Description of the task:
Rewrite the records from the line with "In the photo above, where can the dark" up to and including the last line, putting "jacket sleeve" in place of "suit sleeve" and keeping everything else the same. Give back only those lines.

Recorded information:
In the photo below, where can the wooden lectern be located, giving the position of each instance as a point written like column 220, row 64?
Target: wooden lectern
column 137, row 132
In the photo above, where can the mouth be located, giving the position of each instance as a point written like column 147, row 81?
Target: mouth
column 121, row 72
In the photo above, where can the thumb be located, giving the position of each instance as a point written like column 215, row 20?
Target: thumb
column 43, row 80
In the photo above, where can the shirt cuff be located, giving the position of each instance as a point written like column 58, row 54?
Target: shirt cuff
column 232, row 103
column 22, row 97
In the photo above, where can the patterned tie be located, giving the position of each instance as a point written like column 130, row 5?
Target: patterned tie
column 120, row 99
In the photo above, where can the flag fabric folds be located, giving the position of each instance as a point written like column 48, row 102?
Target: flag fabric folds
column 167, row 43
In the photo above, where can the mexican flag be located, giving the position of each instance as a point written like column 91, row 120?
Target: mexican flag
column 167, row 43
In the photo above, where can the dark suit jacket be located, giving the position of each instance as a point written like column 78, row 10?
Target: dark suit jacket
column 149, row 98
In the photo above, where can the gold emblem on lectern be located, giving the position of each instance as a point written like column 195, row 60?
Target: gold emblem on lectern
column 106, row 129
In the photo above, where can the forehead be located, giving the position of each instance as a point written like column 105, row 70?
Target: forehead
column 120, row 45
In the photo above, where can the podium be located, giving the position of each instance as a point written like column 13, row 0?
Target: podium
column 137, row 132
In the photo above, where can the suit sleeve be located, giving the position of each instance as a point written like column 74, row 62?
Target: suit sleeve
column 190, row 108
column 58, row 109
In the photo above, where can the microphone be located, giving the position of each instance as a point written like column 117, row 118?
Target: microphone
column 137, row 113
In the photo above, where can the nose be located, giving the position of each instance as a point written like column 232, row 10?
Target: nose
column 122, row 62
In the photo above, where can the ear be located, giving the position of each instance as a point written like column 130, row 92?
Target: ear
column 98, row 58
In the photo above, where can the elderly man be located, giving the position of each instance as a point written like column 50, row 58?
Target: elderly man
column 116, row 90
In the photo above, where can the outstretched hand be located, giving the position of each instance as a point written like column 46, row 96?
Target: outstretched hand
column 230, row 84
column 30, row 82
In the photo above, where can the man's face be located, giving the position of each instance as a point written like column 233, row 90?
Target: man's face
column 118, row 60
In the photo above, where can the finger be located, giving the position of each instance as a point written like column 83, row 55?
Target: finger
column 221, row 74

Correct result:
In the photo above, where can the dark suit jacket be located, giving the position of each instance as a point written like column 78, row 10?
Target: dark suit jacket
column 149, row 98
In the photo above, where can the gold emblem on lectern be located, giving the position of each instance as a point written like column 195, row 60?
Target: gold emblem on lectern
column 106, row 129
In the photo above, where can the forehead be located, giving the position of each instance as a point written like column 105, row 70?
Target: forehead
column 120, row 45
In the photo above, where can the podium be located, giving the position of each instance as a point written like column 13, row 0?
Target: podium
column 137, row 132
In the photo above, where can the jacket sleeve be located, giving the position of each instance as a point written like column 74, row 62?
Target: jacket sleeve
column 190, row 108
column 58, row 109
In the photo above, where can the microphone be located, giving the position of each instance as a point written like column 117, row 118?
Target: microphone
column 137, row 113
In the photo above, where can the nose be located, giving the position of each instance as a point written like column 232, row 10?
Target: nose
column 122, row 62
In the photo above, where can the ear be located, giving the position of each instance as a point written like column 130, row 92?
Target: ear
column 98, row 58
In the photo above, where can the elderly man be located, giving the position of each instance as a point written like column 50, row 58?
Target: elderly man
column 116, row 90
In the photo above, where can the outstretched hand be located, giving the position of each instance as a point written like column 46, row 96?
Target: outstretched hand
column 230, row 84
column 30, row 82
In the photo above, where can the man's face be located, giving the position of each instance as a point written like column 233, row 90?
Target: man's face
column 118, row 60
In the photo above, where can the finger be located, giving the position of each instance as a point written like column 83, row 55?
Target: finger
column 221, row 74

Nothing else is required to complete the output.